• [TASK PROMPT]:
Please give back word for word the lines below, from the first one through the one with "positive clicks: (398, 850)".

Recorded data:

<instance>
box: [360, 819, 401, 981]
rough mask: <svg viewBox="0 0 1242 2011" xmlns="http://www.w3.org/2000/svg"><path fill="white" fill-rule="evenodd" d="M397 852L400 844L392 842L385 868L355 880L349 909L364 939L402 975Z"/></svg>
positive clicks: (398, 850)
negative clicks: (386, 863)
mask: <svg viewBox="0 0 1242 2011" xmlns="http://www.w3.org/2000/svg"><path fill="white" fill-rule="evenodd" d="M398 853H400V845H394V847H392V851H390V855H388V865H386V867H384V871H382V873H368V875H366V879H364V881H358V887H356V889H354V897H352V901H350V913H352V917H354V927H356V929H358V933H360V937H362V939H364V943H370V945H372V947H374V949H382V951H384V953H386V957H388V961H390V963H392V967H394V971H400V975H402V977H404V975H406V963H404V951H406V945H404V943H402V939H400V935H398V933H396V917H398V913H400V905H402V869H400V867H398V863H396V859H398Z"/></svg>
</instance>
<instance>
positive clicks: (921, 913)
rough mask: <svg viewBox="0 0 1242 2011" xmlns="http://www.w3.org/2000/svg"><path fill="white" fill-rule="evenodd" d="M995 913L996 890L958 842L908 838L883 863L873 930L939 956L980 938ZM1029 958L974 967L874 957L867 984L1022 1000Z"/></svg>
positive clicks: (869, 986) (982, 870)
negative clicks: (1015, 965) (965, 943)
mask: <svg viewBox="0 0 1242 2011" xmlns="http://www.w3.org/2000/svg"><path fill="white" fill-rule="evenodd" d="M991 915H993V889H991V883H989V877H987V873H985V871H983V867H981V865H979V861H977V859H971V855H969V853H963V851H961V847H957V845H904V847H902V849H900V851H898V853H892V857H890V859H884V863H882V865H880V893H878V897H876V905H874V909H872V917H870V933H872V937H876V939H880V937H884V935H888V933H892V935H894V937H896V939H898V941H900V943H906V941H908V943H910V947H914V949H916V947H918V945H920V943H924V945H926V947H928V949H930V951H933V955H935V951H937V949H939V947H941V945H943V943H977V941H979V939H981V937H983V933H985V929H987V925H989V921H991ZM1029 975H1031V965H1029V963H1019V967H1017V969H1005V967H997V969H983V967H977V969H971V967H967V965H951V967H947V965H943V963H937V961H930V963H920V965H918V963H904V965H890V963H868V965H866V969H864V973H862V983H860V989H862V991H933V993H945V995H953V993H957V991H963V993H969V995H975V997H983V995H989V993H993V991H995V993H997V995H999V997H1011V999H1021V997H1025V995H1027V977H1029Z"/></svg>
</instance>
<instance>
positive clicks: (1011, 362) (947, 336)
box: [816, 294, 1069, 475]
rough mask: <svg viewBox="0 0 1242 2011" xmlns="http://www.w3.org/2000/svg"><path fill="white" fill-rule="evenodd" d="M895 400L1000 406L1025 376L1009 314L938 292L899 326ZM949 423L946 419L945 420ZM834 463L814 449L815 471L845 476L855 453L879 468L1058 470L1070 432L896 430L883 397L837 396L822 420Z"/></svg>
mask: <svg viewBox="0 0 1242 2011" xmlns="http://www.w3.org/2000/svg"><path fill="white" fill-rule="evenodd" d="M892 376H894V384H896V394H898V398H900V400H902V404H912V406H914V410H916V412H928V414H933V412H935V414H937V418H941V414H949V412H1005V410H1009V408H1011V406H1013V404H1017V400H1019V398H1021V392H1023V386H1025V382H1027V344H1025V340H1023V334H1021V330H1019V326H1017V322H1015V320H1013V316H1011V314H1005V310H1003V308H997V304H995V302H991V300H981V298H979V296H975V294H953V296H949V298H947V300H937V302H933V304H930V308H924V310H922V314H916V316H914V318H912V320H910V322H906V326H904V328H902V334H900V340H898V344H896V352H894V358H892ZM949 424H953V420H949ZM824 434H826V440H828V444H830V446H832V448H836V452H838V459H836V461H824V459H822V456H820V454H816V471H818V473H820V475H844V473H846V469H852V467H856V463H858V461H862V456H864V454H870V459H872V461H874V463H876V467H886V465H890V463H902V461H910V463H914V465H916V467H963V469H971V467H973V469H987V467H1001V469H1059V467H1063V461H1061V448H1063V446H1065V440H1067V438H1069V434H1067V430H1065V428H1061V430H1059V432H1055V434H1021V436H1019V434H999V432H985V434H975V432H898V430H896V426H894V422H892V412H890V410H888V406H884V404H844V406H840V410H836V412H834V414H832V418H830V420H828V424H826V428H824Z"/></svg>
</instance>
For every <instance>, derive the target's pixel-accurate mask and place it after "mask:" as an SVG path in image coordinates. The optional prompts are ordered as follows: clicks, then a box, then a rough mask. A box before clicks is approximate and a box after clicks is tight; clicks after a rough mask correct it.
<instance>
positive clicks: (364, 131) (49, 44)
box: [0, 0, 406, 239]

• [FINISHED TASK]:
<instance>
box: [360, 819, 401, 981]
rough mask: <svg viewBox="0 0 1242 2011" xmlns="http://www.w3.org/2000/svg"><path fill="white" fill-rule="evenodd" d="M397 852L400 844L392 842L385 868L355 880L349 909L364 939L402 975Z"/></svg>
positive clicks: (398, 850)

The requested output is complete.